- Aim of the exercise -
Every entry must be echoed exactly.

[Collection entries]
- - - -
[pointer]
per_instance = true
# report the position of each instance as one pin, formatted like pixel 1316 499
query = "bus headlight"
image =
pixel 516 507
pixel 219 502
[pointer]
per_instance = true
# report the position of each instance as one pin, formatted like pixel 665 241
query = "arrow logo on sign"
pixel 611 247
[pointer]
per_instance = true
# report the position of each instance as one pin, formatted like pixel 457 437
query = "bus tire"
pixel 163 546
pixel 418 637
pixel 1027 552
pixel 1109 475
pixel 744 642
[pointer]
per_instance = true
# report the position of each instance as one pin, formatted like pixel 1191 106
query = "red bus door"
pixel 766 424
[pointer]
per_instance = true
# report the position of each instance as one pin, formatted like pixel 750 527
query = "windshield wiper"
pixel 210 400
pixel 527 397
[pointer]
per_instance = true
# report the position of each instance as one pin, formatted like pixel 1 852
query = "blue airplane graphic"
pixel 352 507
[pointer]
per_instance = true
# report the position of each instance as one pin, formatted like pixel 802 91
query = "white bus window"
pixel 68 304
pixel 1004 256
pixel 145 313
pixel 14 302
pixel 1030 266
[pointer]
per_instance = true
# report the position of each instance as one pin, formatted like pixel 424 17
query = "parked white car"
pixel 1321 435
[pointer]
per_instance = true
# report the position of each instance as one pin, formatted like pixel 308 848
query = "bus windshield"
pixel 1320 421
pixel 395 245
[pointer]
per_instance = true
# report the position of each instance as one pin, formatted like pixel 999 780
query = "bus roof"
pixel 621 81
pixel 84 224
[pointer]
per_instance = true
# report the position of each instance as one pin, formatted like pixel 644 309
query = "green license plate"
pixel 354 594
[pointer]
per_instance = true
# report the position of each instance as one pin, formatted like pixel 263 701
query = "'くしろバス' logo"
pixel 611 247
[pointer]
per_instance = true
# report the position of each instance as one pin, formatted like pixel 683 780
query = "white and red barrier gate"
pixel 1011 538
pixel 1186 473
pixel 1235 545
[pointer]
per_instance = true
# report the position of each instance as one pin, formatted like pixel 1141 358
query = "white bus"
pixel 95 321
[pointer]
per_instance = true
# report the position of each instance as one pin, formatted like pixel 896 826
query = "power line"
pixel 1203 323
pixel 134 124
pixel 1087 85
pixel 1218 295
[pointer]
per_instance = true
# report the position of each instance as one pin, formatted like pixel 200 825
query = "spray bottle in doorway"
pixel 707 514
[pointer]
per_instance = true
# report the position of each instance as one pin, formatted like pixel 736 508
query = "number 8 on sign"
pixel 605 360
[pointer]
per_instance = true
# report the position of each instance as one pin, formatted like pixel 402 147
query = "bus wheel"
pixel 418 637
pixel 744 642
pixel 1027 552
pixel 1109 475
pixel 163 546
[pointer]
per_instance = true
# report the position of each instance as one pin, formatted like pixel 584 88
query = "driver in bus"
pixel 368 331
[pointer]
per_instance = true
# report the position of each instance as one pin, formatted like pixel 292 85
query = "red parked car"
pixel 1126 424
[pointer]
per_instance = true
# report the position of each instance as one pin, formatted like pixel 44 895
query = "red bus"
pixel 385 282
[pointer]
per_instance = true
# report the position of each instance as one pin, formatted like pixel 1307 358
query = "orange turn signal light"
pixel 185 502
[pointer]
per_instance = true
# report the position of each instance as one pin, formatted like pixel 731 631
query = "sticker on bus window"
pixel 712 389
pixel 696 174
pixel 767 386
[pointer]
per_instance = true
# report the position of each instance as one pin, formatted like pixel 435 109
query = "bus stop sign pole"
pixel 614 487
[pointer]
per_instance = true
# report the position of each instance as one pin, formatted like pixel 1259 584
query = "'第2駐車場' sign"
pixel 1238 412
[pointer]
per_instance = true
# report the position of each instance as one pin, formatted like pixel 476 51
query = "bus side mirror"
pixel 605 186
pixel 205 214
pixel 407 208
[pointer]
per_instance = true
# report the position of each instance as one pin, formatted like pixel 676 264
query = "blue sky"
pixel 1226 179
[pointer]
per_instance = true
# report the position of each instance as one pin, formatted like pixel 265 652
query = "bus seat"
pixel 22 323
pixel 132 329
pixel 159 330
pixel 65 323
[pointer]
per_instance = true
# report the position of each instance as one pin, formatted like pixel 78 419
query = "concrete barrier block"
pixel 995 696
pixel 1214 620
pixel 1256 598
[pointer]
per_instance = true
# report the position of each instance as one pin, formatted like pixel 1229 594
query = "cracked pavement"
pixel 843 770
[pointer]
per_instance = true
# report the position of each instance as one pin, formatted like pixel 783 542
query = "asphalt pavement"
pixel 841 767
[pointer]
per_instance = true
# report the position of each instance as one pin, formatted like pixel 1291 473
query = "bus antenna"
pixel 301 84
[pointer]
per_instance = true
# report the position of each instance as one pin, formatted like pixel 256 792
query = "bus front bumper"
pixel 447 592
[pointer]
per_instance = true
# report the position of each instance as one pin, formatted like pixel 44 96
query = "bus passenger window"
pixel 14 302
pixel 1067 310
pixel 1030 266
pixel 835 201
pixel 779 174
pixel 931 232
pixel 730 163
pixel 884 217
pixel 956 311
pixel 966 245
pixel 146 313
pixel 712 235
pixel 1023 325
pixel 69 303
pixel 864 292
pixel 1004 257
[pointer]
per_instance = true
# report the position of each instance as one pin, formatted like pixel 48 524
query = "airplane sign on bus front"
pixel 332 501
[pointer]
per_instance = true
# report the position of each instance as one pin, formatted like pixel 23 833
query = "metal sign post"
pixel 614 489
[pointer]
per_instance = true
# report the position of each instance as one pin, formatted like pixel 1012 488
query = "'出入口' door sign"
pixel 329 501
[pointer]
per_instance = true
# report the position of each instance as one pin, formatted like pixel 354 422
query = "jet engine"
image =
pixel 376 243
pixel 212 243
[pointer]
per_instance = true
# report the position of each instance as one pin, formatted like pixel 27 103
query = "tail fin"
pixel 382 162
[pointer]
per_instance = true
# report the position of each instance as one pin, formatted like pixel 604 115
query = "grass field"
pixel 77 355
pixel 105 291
- - - -
- Expected answer -
[pointer]
per_instance = true
# report the position of each instance as one pin, formatted like pixel 1316 499
query = "bus headlight"
image =
pixel 516 507
pixel 219 502
[pointer]
per_instance = true
# report the position of each instance as one pin, formatted like pixel 665 241
query = "arrow logo on sign"
pixel 611 247
[pointer]
per_instance = true
# report the position of each instance as one pin, formatted like pixel 457 437
query = "bus tire"
pixel 163 546
pixel 418 637
pixel 1027 552
pixel 1109 475
pixel 744 642
[pointer]
per_instance = true
# report the position of each instance as one pin, formatted like pixel 1191 106
query = "red bus door"
pixel 766 424
[pointer]
per_instance = true
# report the position of each instance as one pin, formatted like pixel 750 527
query = "windshield wiper"
pixel 210 400
pixel 527 397
[pointer]
per_instance = true
# report the position of each instance as one pin, formatted like pixel 1 852
query = "blue airplane graphic"
pixel 352 507
[pointer]
per_instance = true
# report the position of each instance as one pin, formatted like pixel 802 91
query = "white bus window"
pixel 68 304
pixel 1004 256
pixel 145 313
pixel 14 302
pixel 1030 266
[pointer]
per_instance = true
# report the position of each instance as one pin, formatted like pixel 424 17
query = "parked white car"
pixel 1321 435
[pointer]
per_instance = true
# report the position of each instance as one pin, formatted like pixel 308 848
query = "bus windshield"
pixel 1320 421
pixel 395 245
[pointer]
per_instance = true
# report the position of each instance as one pin, formatted like pixel 999 780
query = "bus roof"
pixel 621 81
pixel 84 224
[pointer]
per_instance = true
# report the position of each instance as one pin, formatted like pixel 644 309
query = "green license plate"
pixel 354 594
[pointer]
per_instance = true
# report the position of each instance as one pin, formatted like pixel 263 701
query = "'くしろバス' logo"
pixel 611 247
[pointer]
per_instance = true
# report the position of each instance as one pin, formatted like pixel 683 780
query = "white and red barrier gate"
pixel 1011 538
pixel 1186 473
pixel 1235 545
[pointer]
per_instance = true
# report the position of each instance as one pin, formatted like pixel 1141 358
query = "white bus"
pixel 95 321
[pointer]
per_instance = true
# report the position of each instance as one pin, formatted like pixel 896 826
query = "power line"
pixel 1203 323
pixel 134 124
pixel 1087 85
pixel 1218 295
[pointer]
per_instance = true
# report the position of each instance as one pin, formatted like pixel 200 825
query = "spray bottle in doorway"
pixel 707 514
[pointer]
per_instance = true
# report the position of each instance as one pin, formatted like pixel 736 508
query = "number 8 on sign"
pixel 605 360
[pointer]
per_instance = true
# report the position of each instance as one pin, formatted like pixel 402 147
query = "bus wheel"
pixel 418 637
pixel 744 642
pixel 1027 552
pixel 1109 475
pixel 163 546
[pointer]
per_instance = true
# report the position of each instance as one pin, formatted like pixel 584 88
query = "driver in bus"
pixel 368 331
[pointer]
per_instance = true
# report the position of each instance as one pin, formatted like pixel 292 85
query = "red parked car"
pixel 1126 424
[pointer]
per_instance = true
# report the position of each instance as one pin, formatted like pixel 44 895
query = "red bus"
pixel 385 282
[pointer]
per_instance = true
# report the position of each instance as one pin, formatted like pixel 1307 358
query = "orange turn signal light"
pixel 185 502
[pointer]
per_instance = true
# report the position of each instance as one pin, formatted like pixel 731 631
query = "sticker on bus window"
pixel 712 389
pixel 696 174
pixel 767 386
[pointer]
per_instance = true
# report the position of each instance as one pin, formatted like pixel 435 109
query = "bus stop sign pole"
pixel 614 487
[pointer]
per_instance = true
# report the position of each instance as one pin, formatted like pixel 1259 584
query = "'第2駐車場' sign"
pixel 1238 412
[pointer]
per_instance = true
# report the position of each instance as one pin, formatted like pixel 476 51
query = "bus side mirror"
pixel 605 186
pixel 205 214
pixel 407 208
[pointer]
per_instance = true
# report the position of each instance as one pin, formatted like pixel 676 264
query = "blue sky"
pixel 1226 179
[pointer]
per_instance = true
# report the position of each instance as one pin, formatted like pixel 265 652
query = "bus seat"
pixel 22 323
pixel 132 329
pixel 159 330
pixel 65 323
[pointer]
per_instance = true
# report the position of each instance as one pin, formatted like pixel 78 419
query = "concrete barrier block"
pixel 995 696
pixel 1214 620
pixel 1256 598
[pointer]
per_instance = true
# report the position of each instance as one pin, formatted like pixel 1229 594
query = "cracked pavement"
pixel 843 770
[pointer]
per_instance = true
# report the position of each instance as one pin, formatted like pixel 783 542
query = "asphalt pavement"
pixel 841 767
[pointer]
per_instance = true
# report the position of each instance as one pin, formatted like pixel 1291 473
query = "bus antenna"
pixel 301 84
[pointer]
per_instance = true
# report the position of each instance as one pin, formatted like pixel 256 792
query = "bus front bumper"
pixel 447 592
[pointer]
per_instance = true
# report the position of each instance as one pin, formatted like pixel 44 96
query = "bus passenger window"
pixel 14 302
pixel 1067 310
pixel 1030 266
pixel 835 201
pixel 779 174
pixel 931 232
pixel 730 163
pixel 884 217
pixel 956 311
pixel 966 245
pixel 146 313
pixel 712 235
pixel 1023 325
pixel 69 303
pixel 864 292
pixel 1004 257
[pointer]
per_instance = true
# report the position of each instance as one pin, formatted like pixel 48 524
query = "airplane sign on bus front"
pixel 332 501
[pointer]
per_instance = true
# report the position of each instance as one pin, formatted like pixel 23 833
query = "metal sign post"
pixel 614 489
[pointer]
per_instance = true
# report the position of each instance as one pin, formatted like pixel 1012 488
query = "'出入口' door sign"
pixel 329 501
[pointer]
per_instance = true
# report the position of each instance as one pin, formatted like pixel 354 422
query = "jet engine"
image =
pixel 376 243
pixel 212 243
[pointer]
per_instance = true
# report the position of each instance as one pin, formatted like pixel 27 103
query = "tail fin"
pixel 382 162
[pointer]
per_instance = true
# report the position of each instance as one pin, formatted like pixel 604 115
query = "grass field"
pixel 77 355
pixel 105 291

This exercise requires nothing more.